_Instructions to follow_
Extract every line of the records that contains the word "feather".

_Extracted data_

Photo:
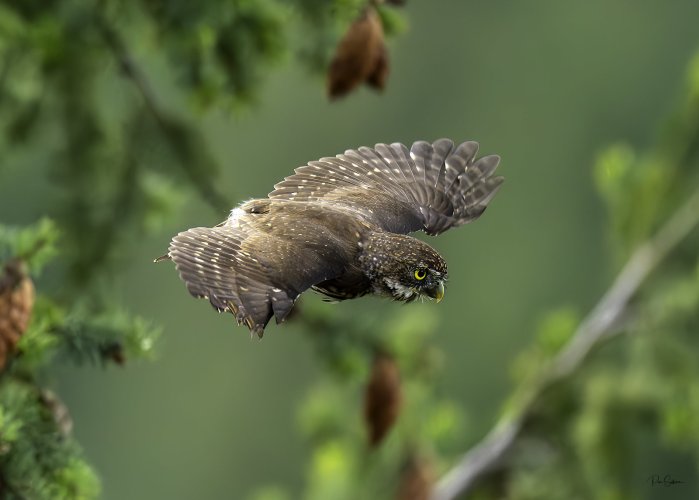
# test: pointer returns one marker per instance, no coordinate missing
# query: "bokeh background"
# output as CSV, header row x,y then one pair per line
x,y
546,85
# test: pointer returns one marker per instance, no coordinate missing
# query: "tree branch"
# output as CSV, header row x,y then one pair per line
x,y
601,323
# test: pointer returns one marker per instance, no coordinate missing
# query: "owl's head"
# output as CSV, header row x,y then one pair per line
x,y
403,268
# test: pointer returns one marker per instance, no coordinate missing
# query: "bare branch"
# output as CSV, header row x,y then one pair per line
x,y
601,323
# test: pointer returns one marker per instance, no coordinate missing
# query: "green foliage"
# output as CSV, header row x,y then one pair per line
x,y
38,456
638,395
342,465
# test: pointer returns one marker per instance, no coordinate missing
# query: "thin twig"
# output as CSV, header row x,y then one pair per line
x,y
601,323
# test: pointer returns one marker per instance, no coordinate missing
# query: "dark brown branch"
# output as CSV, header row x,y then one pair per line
x,y
177,134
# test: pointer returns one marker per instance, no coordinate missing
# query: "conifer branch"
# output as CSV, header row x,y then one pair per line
x,y
179,138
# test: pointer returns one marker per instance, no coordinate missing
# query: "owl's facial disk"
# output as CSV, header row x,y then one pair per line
x,y
403,268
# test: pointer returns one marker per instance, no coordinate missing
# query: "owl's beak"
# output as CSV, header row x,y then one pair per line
x,y
436,292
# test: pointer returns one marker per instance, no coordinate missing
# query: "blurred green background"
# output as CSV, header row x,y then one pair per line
x,y
546,85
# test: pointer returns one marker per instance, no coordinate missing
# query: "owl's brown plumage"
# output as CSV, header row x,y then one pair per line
x,y
339,225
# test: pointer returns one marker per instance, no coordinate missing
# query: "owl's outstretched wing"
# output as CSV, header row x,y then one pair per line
x,y
250,273
431,187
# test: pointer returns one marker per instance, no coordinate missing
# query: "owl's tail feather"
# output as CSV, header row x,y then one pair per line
x,y
214,266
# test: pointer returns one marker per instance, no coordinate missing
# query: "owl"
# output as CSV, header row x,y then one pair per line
x,y
340,226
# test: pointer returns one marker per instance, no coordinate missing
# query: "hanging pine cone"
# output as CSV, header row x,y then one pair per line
x,y
382,398
16,303
361,56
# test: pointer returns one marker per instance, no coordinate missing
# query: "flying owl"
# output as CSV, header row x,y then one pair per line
x,y
339,226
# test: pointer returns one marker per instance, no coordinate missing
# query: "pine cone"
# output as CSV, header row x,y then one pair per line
x,y
16,303
382,398
361,56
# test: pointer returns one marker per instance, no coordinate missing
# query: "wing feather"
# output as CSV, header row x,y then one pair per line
x,y
247,272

_Response to this task_
# query: "owl's tail feather"
# query: "wing feather"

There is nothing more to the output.